====== Material shown
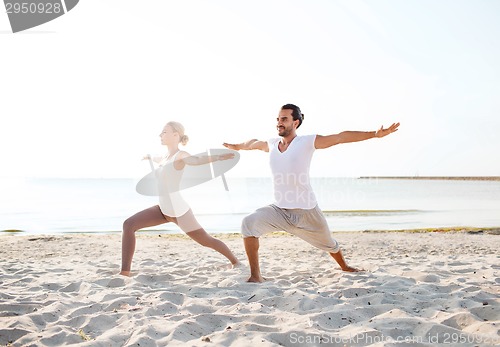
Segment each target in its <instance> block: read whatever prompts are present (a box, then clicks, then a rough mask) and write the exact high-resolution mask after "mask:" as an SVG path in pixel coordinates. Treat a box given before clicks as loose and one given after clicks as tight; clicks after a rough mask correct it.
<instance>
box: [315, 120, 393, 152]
mask: <svg viewBox="0 0 500 347" xmlns="http://www.w3.org/2000/svg"><path fill="white" fill-rule="evenodd" d="M398 127H399V123H393V124H392V125H391V126H390V127H388V128H387V129H384V127H383V126H382V127H380V129H378V130H377V131H343V132H341V133H338V134H333V135H327V136H322V135H317V136H316V140H315V141H314V147H315V148H317V149H321V148H328V147H331V146H335V145H338V144H341V143H349V142H359V141H364V140H368V139H372V138H374V137H378V138H379V137H384V136H387V135H389V134H391V133H393V132H395V131H397V130H398Z"/></svg>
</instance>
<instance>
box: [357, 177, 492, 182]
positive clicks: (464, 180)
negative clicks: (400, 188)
mask: <svg viewBox="0 0 500 347" xmlns="http://www.w3.org/2000/svg"><path fill="white" fill-rule="evenodd" d="M359 179H382V180H385V179H387V180H445V181H500V176H361V177H359Z"/></svg>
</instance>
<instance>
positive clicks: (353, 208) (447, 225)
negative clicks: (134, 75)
mask: <svg viewBox="0 0 500 347" xmlns="http://www.w3.org/2000/svg"><path fill="white" fill-rule="evenodd" d="M388 178H389V177H360V178H358V177H322V178H321V177H320V178H311V185H312V186H313V189H314V191H315V193H316V198H317V200H318V205H319V206H320V208H321V209H322V210H323V212H324V213H325V216H326V218H327V221H328V223H329V226H330V229H331V230H332V231H333V232H335V231H365V230H405V229H419V228H422V229H426V228H446V227H479V228H488V227H498V226H500V213H499V211H500V181H499V180H495V179H491V178H490V179H482V180H479V179H478V180H471V179H470V178H469V179H457V177H453V176H451V177H450V178H446V177H440V178H436V179H433V178H420V177H416V179H408V178H401V177H394V178H390V179H388ZM410 178H411V177H410ZM226 180H227V184H228V187H229V191H226V190H225V189H224V184H223V182H222V180H221V179H220V178H217V179H214V180H212V181H210V182H207V183H204V184H201V185H198V186H195V187H192V188H189V189H186V190H184V191H182V195H183V196H184V198H185V200H186V201H187V202H188V203H189V204H190V206H191V208H192V210H193V212H194V214H195V216H196V217H197V219H198V220H199V222H200V224H201V225H202V226H203V227H204V228H205V229H206V230H207V231H208V232H209V233H232V232H239V230H240V223H241V220H242V219H243V218H244V216H245V215H247V214H249V213H251V212H253V211H254V210H255V209H257V208H259V207H262V206H265V205H268V204H271V203H272V202H273V190H272V181H271V178H270V177H262V178H259V177H248V178H241V177H240V178H232V177H228V178H227V179H226ZM136 184H137V180H136V179H130V178H1V179H0V189H1V200H0V231H8V230H20V231H22V233H19V234H61V233H75V232H94V233H113V232H120V231H121V228H122V224H123V221H124V220H125V219H126V218H127V217H129V216H131V215H132V214H134V213H136V212H139V211H141V210H143V209H145V208H147V207H150V206H153V205H155V204H157V199H158V198H157V197H151V196H142V195H140V194H138V193H137V192H136V191H135V185H136ZM145 231H149V232H159V233H171V234H177V233H182V231H181V230H180V229H179V228H178V227H177V226H176V225H174V224H172V223H168V224H162V225H160V226H157V227H152V228H147V230H145ZM2 234H10V233H7V232H4V233H2Z"/></svg>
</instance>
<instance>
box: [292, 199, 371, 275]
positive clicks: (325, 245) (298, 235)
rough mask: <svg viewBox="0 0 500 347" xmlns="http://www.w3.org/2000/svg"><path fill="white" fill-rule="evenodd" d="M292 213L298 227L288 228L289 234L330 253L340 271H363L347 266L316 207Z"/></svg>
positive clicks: (344, 260) (319, 210)
mask: <svg viewBox="0 0 500 347" xmlns="http://www.w3.org/2000/svg"><path fill="white" fill-rule="evenodd" d="M294 213H296V220H297V221H298V224H299V225H297V226H296V227H295V228H290V230H289V232H290V233H291V234H294V235H295V236H298V237H300V238H301V239H303V240H304V241H306V242H308V243H310V244H311V245H313V246H314V247H317V248H319V249H322V250H324V251H327V252H328V253H330V255H331V256H332V258H333V259H335V261H336V262H337V263H338V264H339V266H340V268H341V269H342V271H347V272H358V271H363V270H360V269H356V268H354V267H351V266H349V265H347V262H346V261H345V259H344V255H343V254H342V251H341V250H340V247H339V245H338V242H337V241H335V240H334V239H333V238H332V234H331V232H330V228H329V227H328V223H327V221H326V218H325V216H324V215H323V213H322V212H321V209H320V208H319V207H318V206H316V207H315V208H314V209H311V210H298V211H295V212H294Z"/></svg>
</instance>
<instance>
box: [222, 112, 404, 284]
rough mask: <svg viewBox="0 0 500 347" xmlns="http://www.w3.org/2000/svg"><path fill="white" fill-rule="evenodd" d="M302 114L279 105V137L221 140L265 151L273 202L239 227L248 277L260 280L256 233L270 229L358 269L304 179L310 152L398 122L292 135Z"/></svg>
============
About this exercise: Return every line of the records above word for word, leaving out the pictures.

Response to the exercise:
Segment each target in its <instance> block: read whatever prompts are present (a box, then clicks, then a rough mask) and write the exact high-resolution mask after "mask:" as an SVG path in pixel coordinates. Treat a box given before clicks as loose and one given after clicks as tight; clicks after a rough mask correct it.
<instance>
box: [315, 120, 393, 152]
mask: <svg viewBox="0 0 500 347" xmlns="http://www.w3.org/2000/svg"><path fill="white" fill-rule="evenodd" d="M398 127H399V123H393V124H392V125H391V126H390V127H388V128H387V129H384V127H383V126H382V127H380V129H378V130H377V131H343V132H341V133H338V134H333V135H327V136H322V135H317V136H316V140H315V141H314V147H315V148H317V149H321V148H328V147H331V146H335V145H338V144H341V143H349V142H359V141H364V140H368V139H372V138H374V137H378V138H379V137H384V136H387V135H389V134H391V133H393V132H395V131H397V130H398Z"/></svg>
</instance>
<instance>
box: [357, 177, 492, 182]
positive clicks: (464, 180)
negative clicks: (400, 188)
mask: <svg viewBox="0 0 500 347" xmlns="http://www.w3.org/2000/svg"><path fill="white" fill-rule="evenodd" d="M359 179H382V180H385V179H387V180H445V181H500V176H361V177H359Z"/></svg>
</instance>
<instance>
positive clicks: (353, 208) (447, 225)
negative clicks: (134, 75)
mask: <svg viewBox="0 0 500 347" xmlns="http://www.w3.org/2000/svg"><path fill="white" fill-rule="evenodd" d="M388 178H389V177H360V178H358V177H322V178H321V177H320V178H311V185H312V186H313V189H314V191H315V193H316V198H317V200H318V205H319V206H320V208H321V209H322V210H323V212H324V213H325V216H326V218H327V221H328V223H329V226H330V229H331V230H332V231H333V232H335V231H365V230H405V229H419V228H422V229H426V228H446V227H479V228H488V227H498V226H500V213H499V211H500V181H499V180H495V179H491V178H490V179H482V180H479V179H478V180H471V179H470V178H469V179H457V177H453V176H451V177H450V178H446V177H440V178H436V179H433V178H420V177H416V179H408V178H401V177H394V178H390V179H388ZM410 178H411V177H410ZM226 180H227V184H228V187H229V191H226V190H225V189H224V184H223V182H222V180H221V179H220V178H217V179H214V180H212V181H210V182H207V183H204V184H201V185H198V186H195V187H192V188H189V189H186V190H184V191H182V195H183V196H184V198H185V200H186V201H187V202H188V203H189V204H190V206H191V208H192V210H193V212H194V214H195V216H196V217H197V219H198V220H199V222H200V224H201V225H202V226H203V227H204V228H205V229H206V230H207V231H208V232H209V233H232V232H239V230H240V223H241V220H242V219H243V218H244V216H245V215H247V214H249V213H251V212H253V211H254V210H255V209H257V208H259V207H262V206H265V205H268V204H271V203H272V202H273V190H272V181H271V178H270V177H262V178H259V177H248V178H241V177H240V178H232V177H228V178H227V179H226ZM136 184H137V180H136V179H130V178H1V179H0V189H1V200H0V231H8V230H20V231H22V233H19V234H61V233H75V232H94V233H113V232H120V231H121V228H122V224H123V221H124V220H125V219H126V218H127V217H129V216H131V215H132V214H134V213H136V212H139V211H141V210H143V209H145V208H147V207H150V206H153V205H155V204H157V199H158V198H157V197H151V196H142V195H140V194H138V193H137V192H136V191H135V185H136ZM145 231H149V232H159V233H171V234H177V233H182V231H181V230H180V229H179V228H178V227H177V226H176V225H174V224H172V223H168V224H162V225H160V226H157V227H152V228H147V230H145ZM2 234H10V233H7V232H4V233H2Z"/></svg>
</instance>
<instance>
box: [292, 199, 371, 275]
positive clicks: (325, 245) (298, 235)
rough mask: <svg viewBox="0 0 500 347" xmlns="http://www.w3.org/2000/svg"><path fill="white" fill-rule="evenodd" d="M292 213L298 227L288 228L289 234L330 253L340 271H363L347 266L316 207Z"/></svg>
positive clicks: (344, 260) (319, 210)
mask: <svg viewBox="0 0 500 347" xmlns="http://www.w3.org/2000/svg"><path fill="white" fill-rule="evenodd" d="M294 213H296V220H297V221H298V224H299V225H297V226H296V227H295V228H290V230H289V232H290V233H291V234H294V235H295V236H298V237H300V238H301V239H303V240H304V241H306V242H308V243H310V244H311V245H313V246H314V247H317V248H319V249H322V250H324V251H327V252H328V253H330V255H331V256H332V258H333V259H335V261H336V262H337V263H338V264H339V266H340V268H341V269H342V271H347V272H358V271H363V270H360V269H356V268H354V267H351V266H349V265H347V262H346V261H345V259H344V255H343V254H342V251H341V250H340V247H339V245H338V242H337V241H335V240H334V239H333V238H332V234H331V232H330V228H329V227H328V223H327V221H326V218H325V216H324V215H323V213H322V212H321V209H320V208H319V207H318V206H316V207H315V208H314V209H311V210H298V211H295V212H294Z"/></svg>
</instance>
<instance>
box: [222, 112, 404, 284]
rough mask: <svg viewBox="0 0 500 347" xmlns="http://www.w3.org/2000/svg"><path fill="white" fill-rule="evenodd" d="M302 114L279 105V137L221 140L265 151L273 202L239 227L248 277L260 280L256 233L270 229L358 269L304 179L310 152L398 122L292 135Z"/></svg>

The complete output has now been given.